__Vorgegebener Text__
.....

Hilfe von Landsleuten
Warum durfte die Familie von Taghreed Alrwadsh einreisen? Und weshalb nicht so viele andere, die sich ebenfalls um die Übersiedlung nach Amerika bemühten? Taghreed hat zwei behinderte Kinder, das gab wohl den Ausschlag. Gleich neben ihr auf der Terrasse steht ein zusammen geklappter Rollstuhl für eines ihrer Kinder. Sie blickt schweigend in die Ferne, wartet auf ihren Mann, der in der Stadt bei einer Schlachterei jobbt. Ihr Haus ist inzwischen voll ausgestattet: Möbel, Küchengeräte, ein weicher Teppichboden.
Hilfe kam von ihren syrischen Landsleuten. Zum Beispiel von Nada Kourdi, die als Übersetzerin arbeitet. Zusammen mit Gleichgesinnten beschlossen sie im letzten Sommer, sich ehrenamtlich für die ankommenden syrischen Flüchtlinge zu engagieren. "Weil ich selbst aus Syrien stamme und nicht will, dass meine Landsleute hier in den USA schlechte Erfahrungen machen." Am schwierigsten sei es, die Sprache des neuen Heimatlandes zu erlernen, sagt die selbstbewusste Nada Kourdi. "Ohne Englischkenntnisse kann man hier nichts machen."
Gebete auf Englisch und Arabisch
Sie begleitet Taghreed Alrwadsh in eine nahe gelegene Moschee, die zum Islamic Center of Detroit gehört. Frauen und Männer beten in getrennten Räumen. Viele Frauen sind voll verschleiert, tragen Schwarz. Taghreed Alrwadsh trifft während des Freitagsgebetes Landsleute aus Syrien. Der Austausch ist ihr wichtig. Der Imam wechselt in seiner Predigt vom Arabischen ins Englische. In einer späteren Gebetsstunde wird nur Arabisch gesprochen.
Nach dem Gebet verkaufen freiwillige Helfer des Zentrums Falafel und Sandwich. Der Erlös komme teilweise den rund 100 Flüchtlingsfamilien zugute, die in diese Moschee kommen, sagt Mansour Shara, Vize-Präsident des islamischen Zentrums. Es schätzt, dass in Detroit und Umgebung 100.000 Muslime leben, die meisten in Dearborn. "Für die Flüchtlinge ist es am schwierigsten, sich der für sie neuen, amerikanischen Kultur anzupassen", so Shara. Frauen sind in den USA gleichberechtigt, der Islam eine Religion unter vielen. Viele Neuankömmlinge hätten auch Schreckliches in Syrien oder in den Flüchtlingslagern im Nahen Osten erlebt, so Mansour Shara. Dies müssten sie verarbeiten.

.....

__Aufgabe__
Beantworte die folgenden Fragen kurz anhand des Textes über syrische Flüchtlinge in Detroit:
1. Wo jobbt der Mann von Taghreed Alrwadsh?
2. Als was arbeitet Nada Kourdi?
3. Wie viele Flüchtlingsfamilien kommen laut Mansour Shara in die Moschee?

.....

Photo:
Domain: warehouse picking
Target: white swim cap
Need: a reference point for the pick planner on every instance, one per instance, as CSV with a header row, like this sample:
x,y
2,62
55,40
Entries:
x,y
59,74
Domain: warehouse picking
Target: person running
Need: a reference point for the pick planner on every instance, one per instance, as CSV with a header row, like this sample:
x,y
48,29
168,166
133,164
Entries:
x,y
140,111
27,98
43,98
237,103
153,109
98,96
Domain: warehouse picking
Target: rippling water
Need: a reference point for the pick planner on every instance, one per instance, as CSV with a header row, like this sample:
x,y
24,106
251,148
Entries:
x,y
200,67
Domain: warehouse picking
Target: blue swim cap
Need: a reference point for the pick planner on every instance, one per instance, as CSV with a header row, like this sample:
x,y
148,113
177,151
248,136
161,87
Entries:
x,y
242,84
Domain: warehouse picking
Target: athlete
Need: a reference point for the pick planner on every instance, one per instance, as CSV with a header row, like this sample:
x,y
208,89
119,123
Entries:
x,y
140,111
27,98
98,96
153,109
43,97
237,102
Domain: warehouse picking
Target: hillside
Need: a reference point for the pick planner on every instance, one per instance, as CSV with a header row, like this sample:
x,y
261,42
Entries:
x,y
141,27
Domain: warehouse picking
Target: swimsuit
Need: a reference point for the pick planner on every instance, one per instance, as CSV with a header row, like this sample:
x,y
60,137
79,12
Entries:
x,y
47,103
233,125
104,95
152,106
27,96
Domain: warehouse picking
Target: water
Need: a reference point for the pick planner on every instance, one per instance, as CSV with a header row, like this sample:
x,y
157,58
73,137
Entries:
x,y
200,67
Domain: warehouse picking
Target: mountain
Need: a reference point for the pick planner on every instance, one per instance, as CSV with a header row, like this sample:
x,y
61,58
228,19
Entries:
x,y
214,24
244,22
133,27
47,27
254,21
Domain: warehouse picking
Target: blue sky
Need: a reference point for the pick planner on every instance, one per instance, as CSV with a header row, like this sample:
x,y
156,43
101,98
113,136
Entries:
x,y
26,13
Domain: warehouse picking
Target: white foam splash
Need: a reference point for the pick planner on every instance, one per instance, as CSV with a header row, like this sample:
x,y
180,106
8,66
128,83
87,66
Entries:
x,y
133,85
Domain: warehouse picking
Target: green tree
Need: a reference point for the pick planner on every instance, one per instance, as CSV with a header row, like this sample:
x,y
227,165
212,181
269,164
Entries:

.....

__Ergebnis__
1. In der Stadt bei einer Schlachterei.
2. Als Übersetzerin.
3. Rund 100.